▶ [Source passage]:
· · · ·

In the United States, Child Protective Services is a governmental agency run on the state level that was created to respond to reports of child abuse and neglect. Each state has its own CPS practice, where CPS workers respond to the over 2.5 million reports of child maltreatment in the country each year. Here are some frequently asked questions to better understand CPS and its workers.
What is Child Protective Services?
Child Protective Services (CPS) promotes the safety and well-being of children through intervention in reported child abuse cases. The goal of CPS is to keep children in their homes when it is deemed safe, and to provide them with a safe environment when they are determined to be at risk.
What are the Roles of CPS Workers?
CPS workers have a wide range of roles that they must play on a day-to-day basis. Firstly, they must do a lot of desk work, receiving and evaluating reports of child abuse cases, most of which are made over the phone. They then must use reasoning and investigative skills to determine if the child is at risk. If so, then CPS workers counsel and rehabilitate the child and family. They often provide support for each family for up to one year. If a child cannot be put back into their home, then workers also must coordinate an adoptive home, foster parents, or refer the child and their family to other support services.

· · · ·

▶ [Extracted entries]:
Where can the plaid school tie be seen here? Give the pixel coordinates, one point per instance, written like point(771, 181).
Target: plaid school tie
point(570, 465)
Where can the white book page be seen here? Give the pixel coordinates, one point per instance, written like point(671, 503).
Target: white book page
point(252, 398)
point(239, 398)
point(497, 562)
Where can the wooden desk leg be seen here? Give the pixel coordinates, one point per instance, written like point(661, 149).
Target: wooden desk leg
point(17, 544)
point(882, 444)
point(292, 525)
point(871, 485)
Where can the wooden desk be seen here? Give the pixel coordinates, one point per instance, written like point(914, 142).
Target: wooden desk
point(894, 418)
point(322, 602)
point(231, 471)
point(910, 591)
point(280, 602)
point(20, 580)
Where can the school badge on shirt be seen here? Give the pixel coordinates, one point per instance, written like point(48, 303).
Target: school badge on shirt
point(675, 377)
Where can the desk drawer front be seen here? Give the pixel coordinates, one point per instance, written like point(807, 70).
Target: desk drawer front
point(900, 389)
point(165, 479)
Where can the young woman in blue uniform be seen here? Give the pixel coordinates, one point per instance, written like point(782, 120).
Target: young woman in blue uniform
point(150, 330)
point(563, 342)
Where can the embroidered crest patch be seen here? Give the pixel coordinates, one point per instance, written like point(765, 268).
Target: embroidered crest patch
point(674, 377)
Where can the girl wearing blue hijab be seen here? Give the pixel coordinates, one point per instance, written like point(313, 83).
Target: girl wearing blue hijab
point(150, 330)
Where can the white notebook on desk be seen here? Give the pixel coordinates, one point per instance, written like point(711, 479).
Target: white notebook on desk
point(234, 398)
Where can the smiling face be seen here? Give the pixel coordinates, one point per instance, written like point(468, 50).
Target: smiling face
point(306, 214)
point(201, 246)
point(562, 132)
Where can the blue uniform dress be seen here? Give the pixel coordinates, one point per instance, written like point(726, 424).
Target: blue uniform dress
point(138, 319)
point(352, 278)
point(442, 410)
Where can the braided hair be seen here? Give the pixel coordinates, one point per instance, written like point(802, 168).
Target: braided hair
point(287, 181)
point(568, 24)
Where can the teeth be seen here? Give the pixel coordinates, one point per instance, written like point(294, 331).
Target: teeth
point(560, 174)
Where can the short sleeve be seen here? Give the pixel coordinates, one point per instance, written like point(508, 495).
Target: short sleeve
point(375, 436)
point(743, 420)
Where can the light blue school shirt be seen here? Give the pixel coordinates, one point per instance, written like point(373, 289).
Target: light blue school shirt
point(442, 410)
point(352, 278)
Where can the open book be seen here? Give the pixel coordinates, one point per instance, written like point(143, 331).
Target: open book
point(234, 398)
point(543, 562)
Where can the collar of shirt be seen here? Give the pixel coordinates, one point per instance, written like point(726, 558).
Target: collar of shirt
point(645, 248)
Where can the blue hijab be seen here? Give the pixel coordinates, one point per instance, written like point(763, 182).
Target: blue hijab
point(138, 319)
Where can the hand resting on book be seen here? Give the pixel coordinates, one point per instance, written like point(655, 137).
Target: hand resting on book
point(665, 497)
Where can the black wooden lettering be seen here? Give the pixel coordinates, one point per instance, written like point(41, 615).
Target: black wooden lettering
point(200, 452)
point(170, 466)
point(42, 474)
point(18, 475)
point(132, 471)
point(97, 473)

· · · ·

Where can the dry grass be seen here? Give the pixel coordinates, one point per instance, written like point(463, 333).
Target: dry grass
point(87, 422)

· · · ·

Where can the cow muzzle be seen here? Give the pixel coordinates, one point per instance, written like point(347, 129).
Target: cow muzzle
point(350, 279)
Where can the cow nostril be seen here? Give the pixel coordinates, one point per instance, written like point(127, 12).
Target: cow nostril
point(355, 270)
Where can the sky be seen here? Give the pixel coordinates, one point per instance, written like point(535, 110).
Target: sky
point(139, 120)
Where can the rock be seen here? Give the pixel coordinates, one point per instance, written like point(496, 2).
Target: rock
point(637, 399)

· · · ·

▶ [What is expected]:
Quote the stretch of the Child Protective Services text from "In the United" through "be at risk.".

▶ [Result of the exercise]:
In the United States, Child Protective Services is a governmental agency run on the state level that was created to respond to reports of child abuse and neglect. Each state has its own CPS practice, where CPS workers respond to the over 2.5 million reports of child maltreatment in the country each year. Here are some frequently asked questions to better understand CPS and its workers.
What is Child Protective Services?
Child Protective Services (CPS) promotes the safety and well-being of children through intervention in reported child abuse cases. The goal of CPS is to keep children in their homes when it is deemed safe, and to provide them with a safe environment when they are determined to be at risk.